── Article ──

Ethiopie 10, Du haut de Koremi, coup de chaud en Harari.
Éthiopie 10, Du haut de Koremi, coup de chaud en Harari…
"Pays des origines fécond et nourricier; pays d'autrefois, sans ruine, d'où le temps s'est absenté"
Ainsi parlait Rimbaud de l’Ethiopie.
C’est un nid d’aigle…
Les solides maisons de pierres de Koremi dominent l’Ogaden.
Le regard se perd sur les paysages arides qui s’enfuient vers les « Somali » :
Au plus près, la « Somali » éthiopienne (sans « e »), frontalière de la république de Somalie que l’on imagine à l’horizon ; En commun le peuple « Somali », musulmans de chaque côté de la frontière.
Des frères qui, sporadiquement, se font la guerre pour le contrôle de l’Ogaden.
Une grande région découpée à la hache, sans nuance, par les « conquérants » d’une époque révolue, Italiens et Anglais peu soucieux de l’avenir d’un territoire que rien n’aurait dû partager.
Sur le haut de cette falaise, plombée par le soleil, la maçonnerie sèche des robustes logis de Koremi défie les siècles.
Koremi passe pour être l’un des plus anciens villages d’Ethiopie ;
Habité depuis le XIIème siècle par l’ethnie Argoba, Koremi est toujours debout, vivant et fier.
C’est une jolie ballade dans la campagne proche de Harar.
Aucun service pour s’y rendre, il faut nécessairement trouver une voiture avec chauffeur et un guide pour la bonne forme !
Dans la vieille ville, nous rencontrerons Miki, c’est un jeune guide sympa, qui, sans pression, nous propose ses services pour la visite du village de pierres.
Après plusieurs propositions, nous négocions le prix de la course et en soirée contactons Miki et fixons le rendez-vous pour le lendemain matin.
Peugeot 404 oblige, la voiture nous attend à l’heure convenue.
Miki, le chauffeur et un « cousin » qui apprend le métier de guide nous accompagnent.
Trois accompagnateurs en somme pour le prix attendu !
La suite nous montrera que ce n’était pas de trop !
Piste cahoteuse pour se rendre à Koremi ; le bas de caisse de la Peugeot racle régulièrement la roche en saillie du sentier ; On roule au pas.
Des paysans s’en vont vers les champs de la plaine, kalachnikov à l’épaule.
à l’arrivée au village une nuée de gamins nous entoure:
Tradition oblige, nous achetons des bonbons, c’est le chauffeur qui assurera la distribution.

───
── Entrées fournies ──

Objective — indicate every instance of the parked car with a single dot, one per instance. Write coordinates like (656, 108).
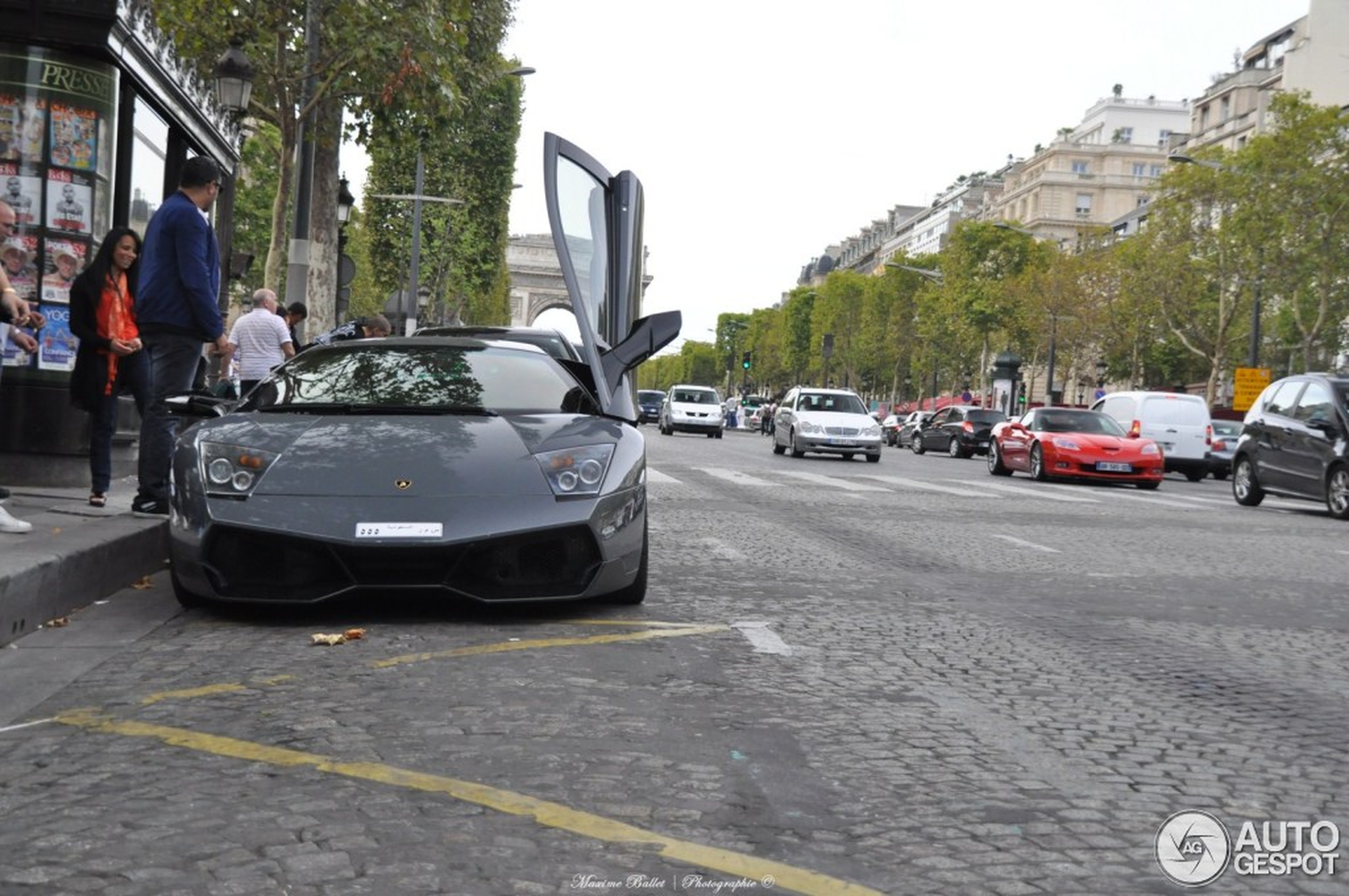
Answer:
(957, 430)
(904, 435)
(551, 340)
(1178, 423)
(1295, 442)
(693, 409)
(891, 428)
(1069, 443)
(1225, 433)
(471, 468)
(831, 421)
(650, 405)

───
── Entrées fournies ──

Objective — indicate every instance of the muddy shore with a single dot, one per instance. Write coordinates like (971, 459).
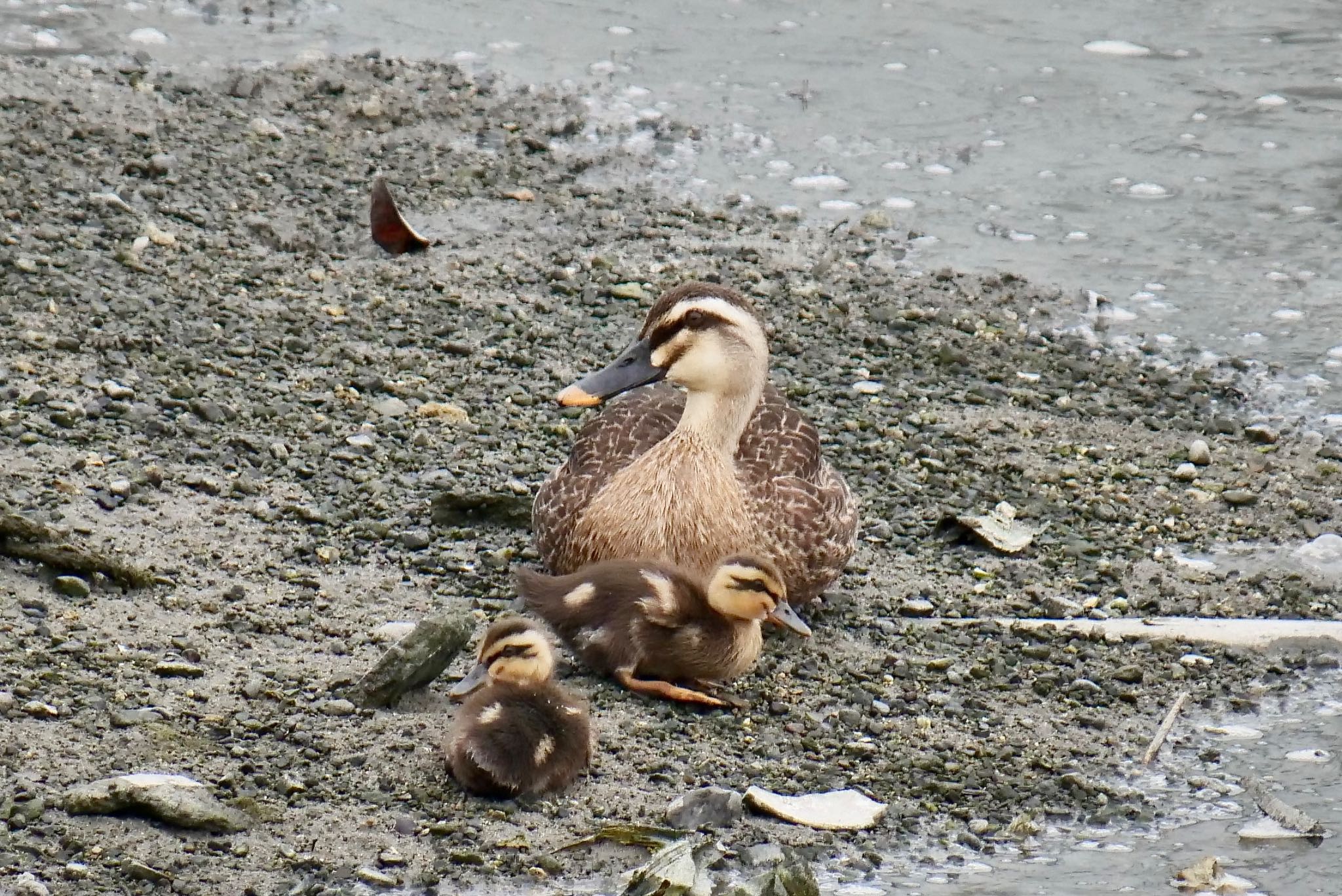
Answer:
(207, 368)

───

** Consignes **
1 > Extrayez des entrées chaque ligne où figure le mot « every ».
2 > Prolongez l'article sur le village de Koremi à partir de sa dernière phrase.

** Réponses rédigées **
1 >
Objective — indicate every instance of the parked car with a single dot, one per instance. Write coordinates like (656, 108).
Objective — indicate every instance of the muddy shore with a single dot, one per instance. Write coordinates like (971, 459).

2 >
À l’ombre d’un mur, une assemblée de femmes nous accueille, elles nous tendent des poignées de cacahuètes fraîchement grillées.
Nous sommes invités à partager un breuvage à base de café, on y ajoute une pincée de sel.
Moment en suspension, intervalle pour la rêvasserie sur les hauteurs de Koremi.
Plus tard, nous rencontrerons les hommes :
Dans un intérieur d’une étonnante fraîcheur, assoupis sur d’épais matelas, vieux et plus jeunes semblent désœuvrés, sans curiosité aucune sur notre présence.
Aucune sollicitation de leur part.
Le village est paisible, reposant.
Le retour le sera moins.
Ils ont vu la voiture passer au pas.
Ils savent que la 404 trimballe des farenji.
Dans une courbe accentuée, au milieu de nulle part, ils ont placé un tutuk entravant la piste :
ils sont à deux, jeunes, passablement nerveux.
Tendue dans la main, la lame de couteau ne laisse aucun doute sur leur intention.
Le chauffeur stoppe le véhicule sans couper le moteur.
La négociation débute sans agitation de la part de nos trois accompagnateurs.
Ça va durer…Dix minutes, peut-être plus…
Ces moments-là paraissent toujours trop longs.
Il va falloir raquer !
Miki et le chauffeur prennent les choses en main, à aucun moment nous sommes impliqués bien qu’il s’agisse de notre présence qui motive le racket.
À la vue des billets qui s’enroulent dans la main du chauffeur, celui qui tient le couteau s’apaise.
Il empoche 100 birrs, une somme dérisoire (3 euros), mais dans une Éthiopie rurale, elle prend toute son importance.
Gros coup de chaud sur les hauteurs De Harar !
Au retour en ville, le guide établira un constat auprès du bureau du tourisme.
Miki connait parfaitement le village et ses habitants, c’était la première fois qu’il rencontrait ces deux racketteurs.
Ce n’est pas un bon signe nous a-t-il dit.
Nous l’avons évidemment dédommagé, tant son attitude fût à la hauteur du traquenard dans lequel on s’en tire très bien !
(désolé je n’ai pas fait de photos !)
Bières fraîches et « fanta »dans le « jogol » pour calmer les émotions.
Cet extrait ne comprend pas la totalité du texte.